> [Request]: Print every record below exactly as written.

• • •

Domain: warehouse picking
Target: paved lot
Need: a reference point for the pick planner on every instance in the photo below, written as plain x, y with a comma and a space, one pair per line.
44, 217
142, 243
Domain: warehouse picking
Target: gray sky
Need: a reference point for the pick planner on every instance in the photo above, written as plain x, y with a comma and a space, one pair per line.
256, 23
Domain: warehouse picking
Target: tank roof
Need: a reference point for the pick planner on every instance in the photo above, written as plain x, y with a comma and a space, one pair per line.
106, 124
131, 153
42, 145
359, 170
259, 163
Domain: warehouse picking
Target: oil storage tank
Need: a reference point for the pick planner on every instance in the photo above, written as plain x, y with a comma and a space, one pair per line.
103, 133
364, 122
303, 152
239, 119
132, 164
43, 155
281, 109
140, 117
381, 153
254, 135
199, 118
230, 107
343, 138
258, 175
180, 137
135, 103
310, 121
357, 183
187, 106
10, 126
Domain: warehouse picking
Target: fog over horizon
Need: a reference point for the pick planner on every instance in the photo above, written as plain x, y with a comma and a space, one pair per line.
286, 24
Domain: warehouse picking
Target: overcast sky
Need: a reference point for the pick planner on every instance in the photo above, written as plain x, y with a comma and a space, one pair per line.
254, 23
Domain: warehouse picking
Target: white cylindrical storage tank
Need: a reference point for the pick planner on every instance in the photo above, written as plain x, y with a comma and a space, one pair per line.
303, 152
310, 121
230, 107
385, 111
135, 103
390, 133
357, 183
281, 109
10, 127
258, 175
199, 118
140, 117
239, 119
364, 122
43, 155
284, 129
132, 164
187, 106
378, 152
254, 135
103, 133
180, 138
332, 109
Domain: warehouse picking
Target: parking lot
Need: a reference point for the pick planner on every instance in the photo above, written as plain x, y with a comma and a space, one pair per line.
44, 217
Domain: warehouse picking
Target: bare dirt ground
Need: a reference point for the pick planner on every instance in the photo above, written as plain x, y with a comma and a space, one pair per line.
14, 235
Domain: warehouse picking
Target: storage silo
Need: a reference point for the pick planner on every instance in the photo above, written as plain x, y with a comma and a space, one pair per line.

• • •

> [Expected answer]:
Domain: warehouse picking
Target: paved lot
Need: a reference point for the pick planner on every instance in the photo below, written as plain x, y with a comma and a space, one pair per line.
44, 217
142, 243
Domain: warehouse picking
Target: gray sky
Need: a reference point for the pick planner on every instance in the photo above, written as plain x, y with a comma and a space, one pair per line.
256, 23
Domain: warehouse picking
Target: tank roof
Need: a reference point for the pick planner on every instance in the photo above, written as plain x, y with a comma and a space, one pair per line.
106, 124
131, 153
42, 145
359, 170
259, 163
Domain: warehouse picking
Target: oil storage tank
Need: a reference point for the pick planner on every instance in the photo above, written as plain x, y with a comma and a space, one pair per line.
103, 133
364, 122
303, 152
239, 119
132, 164
43, 155
281, 109
140, 117
381, 153
254, 135
199, 118
230, 107
343, 138
258, 175
180, 137
135, 103
310, 121
357, 183
187, 106
10, 126
Domain: warehouse picking
Target: fog over horizon
Need: a reference point for the pick planner on every instance in the photo above, written as plain x, y with a comma and a space, one pair per line.
286, 24
Domain: warehouse picking
Target: overcast sky
Need: a reference point for the pick planner on every instance in the photo above, written as plain x, y with a comma and a space, one pair per line.
254, 23
Domain: warehouse picking
Target: white cylindrical storage tank
Need: a reference point for the pick planner on every instance in the photo above, written as plain x, y with a comma and a space, one pair per line.
303, 152
310, 121
230, 107
385, 111
135, 103
390, 133
357, 183
281, 109
10, 127
258, 175
199, 118
140, 117
239, 119
364, 122
43, 155
284, 129
132, 164
187, 106
378, 152
254, 135
103, 133
180, 138
332, 109
Domain: warehouse picking
Target: parking lot
Need: a reference point for the pick planner on every instance in the photo above, written as plain x, y with a comma and a space, one pair per line.
44, 217
Domain: warehouse picking
Target: bare dirt ground
Need: a reference point for the pick planner on every instance in the photo above, written as plain x, y with a comma and a space, one pair per line.
14, 235
Domain: warehouse picking
Target: storage silo
Need: a reference point for the pick planner on every instance in the photo above, written as plain x, y with a comma and a space, one pair per line.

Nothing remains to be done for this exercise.